» What this task involves:
Repeat the records verbatim and leave the pictures out of your copy.

*** Exercise material Section Begins ***

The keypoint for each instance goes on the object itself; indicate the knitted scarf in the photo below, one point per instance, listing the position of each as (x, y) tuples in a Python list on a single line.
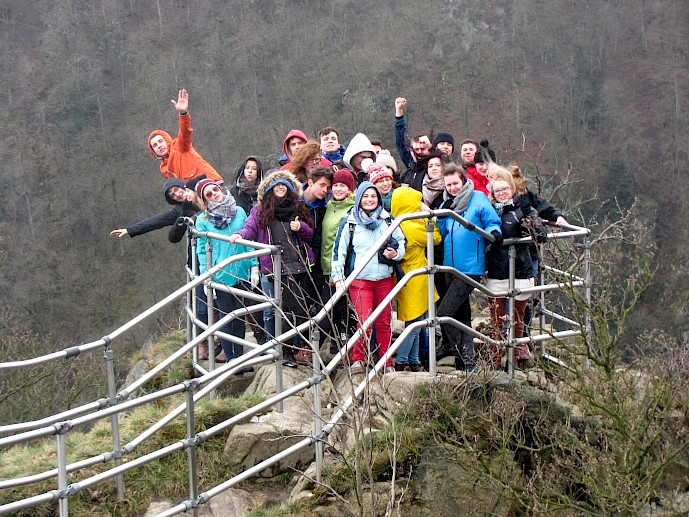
[(431, 188), (220, 214), (248, 188), (461, 201), (285, 209)]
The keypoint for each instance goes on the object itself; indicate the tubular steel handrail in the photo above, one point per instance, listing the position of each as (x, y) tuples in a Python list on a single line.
[(59, 425)]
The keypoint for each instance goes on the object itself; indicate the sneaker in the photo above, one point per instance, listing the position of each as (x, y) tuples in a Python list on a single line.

*** Exercise material Section Ends ***

» Task response:
The keypoint for each instance goes on the object itself; indicate the knitted scarf in the photo below, one point per instance, listing the position of each as (x, y) tuples in a Python list on a single line.
[(431, 188), (220, 214), (248, 188), (461, 201), (285, 209)]
The keypoint for each instance goes on the object itself; indicate the tubular steel handrail in the photo above, one point per instance, listing the position of each as (x, y) tuples in a Python list on a single line.
[(59, 425)]
The keypoint for each instance goes on the object itself; indicate the sneaker in the photo above, one point per instance, listing the position of each as (x, y) tuples in a Python list on a single line.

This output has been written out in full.